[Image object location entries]
- - - -
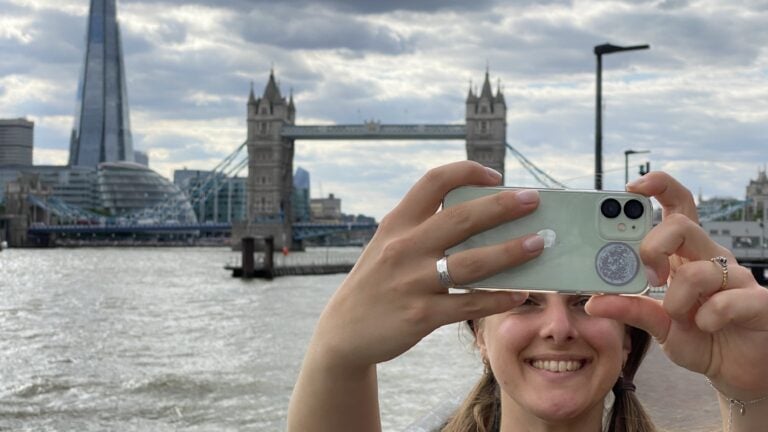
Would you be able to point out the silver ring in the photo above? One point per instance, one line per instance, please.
(442, 273)
(723, 262)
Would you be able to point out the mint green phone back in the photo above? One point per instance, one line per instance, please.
(589, 253)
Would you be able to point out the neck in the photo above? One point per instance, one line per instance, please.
(516, 419)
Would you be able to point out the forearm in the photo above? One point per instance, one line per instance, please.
(332, 397)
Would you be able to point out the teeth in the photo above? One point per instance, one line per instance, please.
(557, 365)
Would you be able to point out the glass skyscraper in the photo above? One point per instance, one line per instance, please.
(102, 129)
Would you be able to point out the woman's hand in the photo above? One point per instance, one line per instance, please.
(719, 331)
(393, 298)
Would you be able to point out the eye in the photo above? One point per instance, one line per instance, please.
(531, 301)
(530, 304)
(581, 301)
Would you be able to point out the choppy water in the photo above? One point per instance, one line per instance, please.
(165, 340)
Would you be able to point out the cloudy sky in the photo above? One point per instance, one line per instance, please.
(698, 99)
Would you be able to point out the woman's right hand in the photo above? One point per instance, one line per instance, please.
(393, 298)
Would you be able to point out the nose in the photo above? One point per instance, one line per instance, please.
(559, 325)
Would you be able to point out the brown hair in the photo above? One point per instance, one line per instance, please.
(481, 410)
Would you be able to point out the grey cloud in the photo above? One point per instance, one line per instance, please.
(321, 30)
(355, 6)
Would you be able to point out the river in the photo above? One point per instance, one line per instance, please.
(163, 339)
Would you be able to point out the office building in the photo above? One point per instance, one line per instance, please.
(16, 142)
(214, 198)
(300, 196)
(102, 127)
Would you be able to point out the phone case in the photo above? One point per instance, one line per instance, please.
(586, 252)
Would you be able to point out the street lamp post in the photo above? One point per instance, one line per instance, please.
(599, 51)
(626, 162)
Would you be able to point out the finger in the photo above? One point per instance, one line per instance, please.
(451, 308)
(479, 263)
(694, 282)
(424, 198)
(673, 196)
(638, 311)
(747, 307)
(474, 216)
(676, 235)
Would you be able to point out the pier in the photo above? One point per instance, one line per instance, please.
(267, 268)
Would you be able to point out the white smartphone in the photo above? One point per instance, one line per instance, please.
(592, 239)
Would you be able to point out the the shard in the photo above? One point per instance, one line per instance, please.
(102, 128)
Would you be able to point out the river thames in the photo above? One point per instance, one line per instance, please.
(163, 339)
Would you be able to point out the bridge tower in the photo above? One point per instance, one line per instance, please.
(486, 123)
(270, 165)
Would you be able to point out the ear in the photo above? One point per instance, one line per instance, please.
(626, 345)
(480, 338)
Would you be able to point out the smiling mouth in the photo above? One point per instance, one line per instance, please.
(558, 366)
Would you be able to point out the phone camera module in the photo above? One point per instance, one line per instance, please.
(611, 208)
(633, 209)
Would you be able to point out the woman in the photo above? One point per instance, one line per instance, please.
(711, 321)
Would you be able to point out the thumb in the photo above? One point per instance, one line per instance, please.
(453, 308)
(638, 311)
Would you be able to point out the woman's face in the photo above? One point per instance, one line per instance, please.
(551, 359)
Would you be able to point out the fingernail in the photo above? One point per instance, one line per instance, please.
(653, 278)
(635, 183)
(495, 175)
(518, 297)
(533, 243)
(527, 196)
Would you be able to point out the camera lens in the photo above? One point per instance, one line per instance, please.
(633, 209)
(610, 208)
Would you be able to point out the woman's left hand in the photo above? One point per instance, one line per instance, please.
(714, 327)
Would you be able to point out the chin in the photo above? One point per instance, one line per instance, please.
(557, 408)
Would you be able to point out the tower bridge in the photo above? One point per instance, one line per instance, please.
(376, 131)
(272, 132)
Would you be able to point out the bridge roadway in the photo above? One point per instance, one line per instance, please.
(301, 230)
(376, 131)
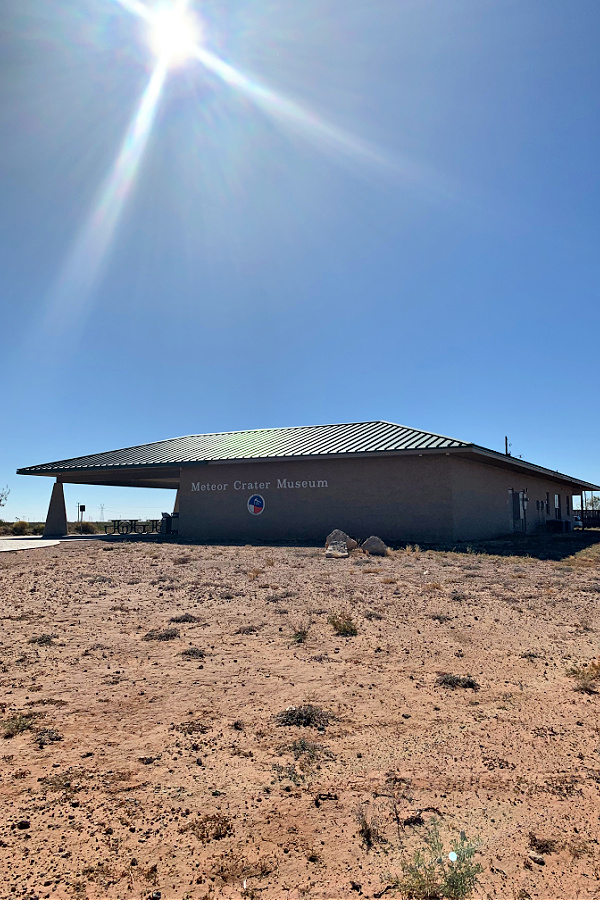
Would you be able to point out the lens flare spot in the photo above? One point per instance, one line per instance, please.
(174, 35)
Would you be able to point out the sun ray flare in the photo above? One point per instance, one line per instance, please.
(91, 247)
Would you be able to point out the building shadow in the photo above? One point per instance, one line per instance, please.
(537, 546)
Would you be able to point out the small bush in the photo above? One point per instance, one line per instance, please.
(434, 874)
(372, 614)
(249, 629)
(446, 679)
(209, 828)
(307, 749)
(343, 624)
(542, 845)
(17, 724)
(305, 716)
(587, 677)
(368, 828)
(184, 619)
(88, 528)
(193, 653)
(43, 640)
(300, 633)
(168, 634)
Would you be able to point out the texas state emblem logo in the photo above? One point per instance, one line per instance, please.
(256, 504)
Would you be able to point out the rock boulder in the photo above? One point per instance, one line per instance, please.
(337, 535)
(336, 550)
(374, 546)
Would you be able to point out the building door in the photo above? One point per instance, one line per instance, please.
(517, 511)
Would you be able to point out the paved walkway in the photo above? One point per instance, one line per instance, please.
(27, 542)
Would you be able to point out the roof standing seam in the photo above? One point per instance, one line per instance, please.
(318, 440)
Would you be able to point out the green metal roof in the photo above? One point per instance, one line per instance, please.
(311, 441)
(261, 443)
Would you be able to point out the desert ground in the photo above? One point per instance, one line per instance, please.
(144, 764)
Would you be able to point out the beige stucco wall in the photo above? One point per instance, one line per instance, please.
(406, 498)
(433, 498)
(482, 506)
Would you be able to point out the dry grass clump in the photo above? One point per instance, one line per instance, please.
- - - -
§ **What you have to do**
The records shown above are to be repeated exactly, with the pictures left out.

§ **Expected answer**
Would you be able to point out the silver ring in the photo above? One point per instance, one line per instance, please.
(442, 273)
(723, 262)
Would you be able to point out the mint green phone back in the photo above? One point per instance, one line per instance, please.
(589, 253)
Would you be able to point out the neck in the photo above? One point per instance, one line per instance, please.
(516, 419)
Would you be able to point out the forearm in the photo above? One point per instance, one line per instance, please.
(332, 397)
Would you be able to point out the teeth in the photo above? One point per instance, one line per instance, please.
(557, 365)
Would you be able to point out the glass skyscraper in the photo above? One point per instance, one line per instance, please.
(102, 129)
Would you be able to point out the woman's hand in the photo above? One point per instance, one line per instance, please.
(719, 331)
(393, 298)
Would you be able to point out the eye in the photo above? One point per instance, one line per instance, please.
(531, 301)
(530, 304)
(581, 301)
Would you be able to point out the choppy water in the photo above? One point per instance, one line per instance, please.
(165, 340)
Would you be able to point out the cloudy sky in the photo above? One point per instance, one line per instance, please.
(698, 99)
Would you be able to point out the woman's right hand in the photo above? One point per instance, one line per instance, please.
(393, 298)
Would you be able to point out the nose in the photo above? One point per instance, one line per instance, please.
(559, 325)
Would you be able to point out the brown hair in the photo above? One point per instance, one line per instance, please.
(481, 410)
Would you be able to point out the grey cloud in the photo above? One point per instance, one line per instance, please.
(321, 30)
(355, 6)
Would you be able to point out the river in the photo above? One point per instance, one line per instance, please.
(163, 339)
Would you be able to point out the office building in the photo above? One point per instance, one line per instance, please.
(16, 142)
(214, 198)
(300, 196)
(102, 127)
Would you be able to point out the phone case in the photo above? One point per instance, one line per instance, please.
(586, 252)
Would you be able to point out the street lamp post in the photo above? One point per instance, one line per instance, please.
(599, 51)
(626, 162)
Would you be able to point out the finger in the photo above? One point per instance, one line per instance, please.
(451, 308)
(479, 263)
(694, 282)
(424, 198)
(673, 196)
(638, 311)
(747, 307)
(474, 216)
(676, 235)
Would you be able to point out the pier in the photo above? One point per instance, one line per instance, please.
(267, 268)
Would you be able to point out the white smartphone in the photo above? One point per instance, one line per instance, please.
(592, 239)
Would you be able to point out the the shard in the photo above? One point per instance, one line per instance, please.
(102, 128)
Would you be able to point out the river thames in the photo above? One point per instance, one line per instance, please.
(163, 339)
Would you be able to point out the bridge tower in the photo above? One point per instance, one line per instance, please.
(486, 123)
(270, 165)
Would you be able to point out the ear in the photo above? One point per instance, one line per instance, please.
(626, 345)
(480, 338)
Would you be able to point out the smiling mouth in the photo above? One point per instance, one line per instance, please.
(558, 366)
Would you be able to point out the phone camera module in the photo above? One point per instance, one line per instance, please.
(611, 208)
(633, 209)
Would you be able to point out the woman in the photo above? One point per instance, one line per instance, please.
(711, 321)
Would you be able to point out the thumb in the photo above? One point per instance, one line per instance, please.
(453, 308)
(638, 311)
Would you be able to point out the woman's face in the photo above? One point per instance, one line per instance, please.
(551, 359)
Would you be able to point out the fingernail in the photo above? One point per instance, one line per instance, please.
(653, 278)
(635, 183)
(495, 175)
(518, 297)
(533, 243)
(527, 196)
Would you be able to point out the camera lens in the photo above? One point per instance, one line per instance, please.
(633, 209)
(610, 208)
Would you be able to point out the woman's left hand in the photo above? One point per instance, one line per instance, please.
(714, 327)
Would you be able to point out the chin in the photo above? One point per instance, one line per instance, please.
(557, 408)
Would you be able to point out the tower bridge in the photo above? One point per instance, one line per instance, please.
(376, 131)
(272, 132)
Would you be able to point out the bridge roadway in the photo above? One point per instance, one line per instance, please.
(301, 230)
(376, 131)
Would you be able to point out the lens flare spot in the photo above? One point per instance, one line per instance, please.
(174, 35)
Would you be able to point out the sun ray flare in the photo above? One point per instance, one line per instance, please.
(91, 247)
Would you be able to point out the building shadow in the photo above? One point per instance, one line per instance, please.
(537, 546)
Would you be able to point out the small bush in the photo above? One point per instance, one line per instance, please.
(434, 874)
(372, 614)
(249, 629)
(446, 679)
(209, 828)
(307, 749)
(343, 624)
(542, 845)
(17, 724)
(305, 716)
(587, 677)
(368, 828)
(184, 619)
(88, 528)
(193, 653)
(43, 640)
(300, 633)
(168, 634)
Would you be able to point out the texas state emblem logo in the photo above? One point per instance, one line per instance, please.
(256, 504)
Would you be able to point out the rock boulder in the photo above? One point per instance, one line per instance, please.
(337, 535)
(336, 550)
(374, 546)
Would you be able to point out the building door in the photo above? One point per instance, one line per instance, please.
(517, 511)
Would you be able to point out the paved walkway in the photo above? One point per instance, one line per instance, please.
(27, 542)
Would you be able to point out the roof standing seam in the photo above? One point per instance, one line per instance, please.
(318, 440)
Would you be able to point out the green metal roof in the photo above? One point per instance, one line per instance, please.
(311, 441)
(261, 443)
Would you be able to point out the desert ground in the photo above? One point per instance, one line per instance, please.
(144, 764)
Would you be able to point out the beige stucco wall in the photo above? One point per instance, one line per instance, please.
(406, 498)
(433, 498)
(482, 506)
Would you be able to point out the dry grass clump in the photo above? One point per instance, one line per instance, please.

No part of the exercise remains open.